EXTRACT TO READ:
Trust This.
By Joseph E. Seagle, Esq.
👋 Happy Friday! Today is the second Friday the 13th in as many months. It’s also National Open an Umbrella Indoors Day. I don’t think I’m feeling that lucky.
❗Situation Awareness: I’ll be presenting a one-day seminar on asset protection and estate planning with land trusts, LLCs, and other strategies for real estate investors and business owners at the Sarasota Real Estate Investors on April 11. You must register to attend. Seating is very limited.
1. New FinCEN Rule challenged in Puerto Rico lawsuit

A sweeping federal anti-money-laundering rule targeting real estate ownership transparency has been in effect for a few weeks — and it’s facing additional legal challenges from privacy groups and property advocates.
The new rule from the U.S. Treasury’s Financial Crimes Enforcement Network (FinCEN) requires certain real estate professionals to report beneficial ownership details when residential properties are transferred — without traditional financing — to LLCs, corporations, or trusts. This sweeps in cash purchases, seller-financed deals, and hard money or private mortgage-financed transactions.
Privacy organizations say the rule threatens legitimate ownership confidentiality and could disrupt real estate transactions nationwide.
For Florida investors, attorneys, and practice owners who buy property through entities, this rule fundamentally changes closing procedures.
Why the rule exists
As we’ve written here before, the regulation targets all-cash real estate transactions involving entities or trusts, a structure regulators say criminals have historically used to hide illicit funds.
Beginning March 1, 2026, certain real estate closings started reporting:
Beneficial owners of purchasing entities or trusts
Property details and transfer terms
Funding source information tied to the transaction
The reporting obligation usually falls on closing agents, attorneys, or title companies involved in the transaction.
The government’s goal: increase transparency and prevent money laundering in the U.S. housing market.
Why privacy advocates are suing
Several privacy groups and civil liberties organizations argue that the rule creates a nationwide ownership-surveillance system.

GIVEN PROBLEM 1:
Answer these questions using the newsletter on the FinCEN real estate rule:
(a) On what date and for which group will the author present the asset protection seminar?
(b) On what date did certain real estate closings start reporting?
(c) Who usually carries the reporting obligation?
GIVEN PROBLEM 2: Copy the newsletter on the FinCEN real estate rule word for word from "By Joseph E." to "and property advocates.".
GIVEN PROBLEM 3: Carry on the newsletter about the FinCEN real estate rule, writing on from its final sentence.

DATA EXCERPT:
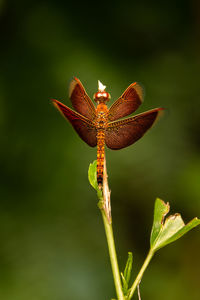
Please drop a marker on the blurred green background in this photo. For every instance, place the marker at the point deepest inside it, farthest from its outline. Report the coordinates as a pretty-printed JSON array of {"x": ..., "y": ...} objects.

TASK ANSWER 1:
(a) April 11, at the Sarasota Real Estate Investors.
(b) March 1, 2026.
(c) Closing agents, attorneys, or title companies involved in the transaction.

TASK ANSWER 2:
By Joseph E. Seagle, Esq.
👋 Happy Friday! Today is the second Friday the 13th in as many months. It’s also National Open an Umbrella Indoors Day. I don’t think I’m feeling that lucky.
❗Situation Awareness: I’ll be presenting a one-day seminar on asset protection and estate planning with land trusts, LLCs, and other strategies for real estate investors and business owners at the Sarasota Real Estate Investors on April 11. You must register to attend. Seating is very limited.
1. New FinCEN Rule challenged in Puerto Rico lawsuit

A sweeping federal anti-money-laundering rule targeting real estate ownership transparency has been in effect for a few weeks — and it’s facing additional legal challenges from privacy groups and property advocates.

TASK ANSWER 3:
Their core concerns include:
Federal collection of sensitive ownership data
Expanded government oversight of private property transactions
Potential chilling effects on legitimate asset-protection strategies
Critics say the rule may disproportionately affect jurisdictions where entity ownership is common for liability protection or estate planning, including Florida and Puerto Rico.
How it changes real estate closings
For professionals and investors, the operational impacts are significant:
Additional due-diligence questionnaires at closing
Documentation of beneficial owners for LLC or trust buyers
Potential delays while compliance information is collected
Many routine transactions — such as using cash or private loans to purchase a rental property in an LLC or land trust — trigger federal reporting requirements.
There is also no minimum purchase price threshold, meaning even smaller residential transactions fall within the rule.
Why Florida professionals should pay attention
Florida is one of the country’s most active markets for entity-based real estate ownership and non-financed transactions, especially among investors, physicians, lawyers, and entrepreneurs using LLCs for liability protection.
That means the FinCEN rule affects:
Rental property investors
Short-term rental operators
Family offices and estate planning structures
Professional practices holding real estate through entities
Closing agents and attorneys are becoming the front line of compliance.
The big idea:
The lawsuit challenging the rule could take years to resolve, but the regulation is already active.
For Florida entrepreneurs and investors:
Expect more paperwork and identity verification in real estate closings
Review ownership structures before purchasing property in an entity
Coordinate early with legal counsel and closing agents to avoid delays
The bigger trend is unmistakable: anonymous real estate ownership is disappearing, at least insofar as the federal government is concerned.
For business owners and investors who rely on entity structures, the strategic question isn’t whether transparency is coming — it’s how to structure deals and asset protection plans in a world where regulators increasingly expect to know who’s behind the LLC.
Next to watch:
Congressional efforts to modify the rule, court challenges from privacy advocates, and how title companies and attorneys adapt compliance procedures and technology, especially in high-entity markets like Florida.
2. Senate passes sweeping housing bill

A major bipartisan housing bill moving through Congress could reshape housing supply, lending, and development economics across the country — and Florida entrepreneurs, developers, and real estate professionals should pay close attention.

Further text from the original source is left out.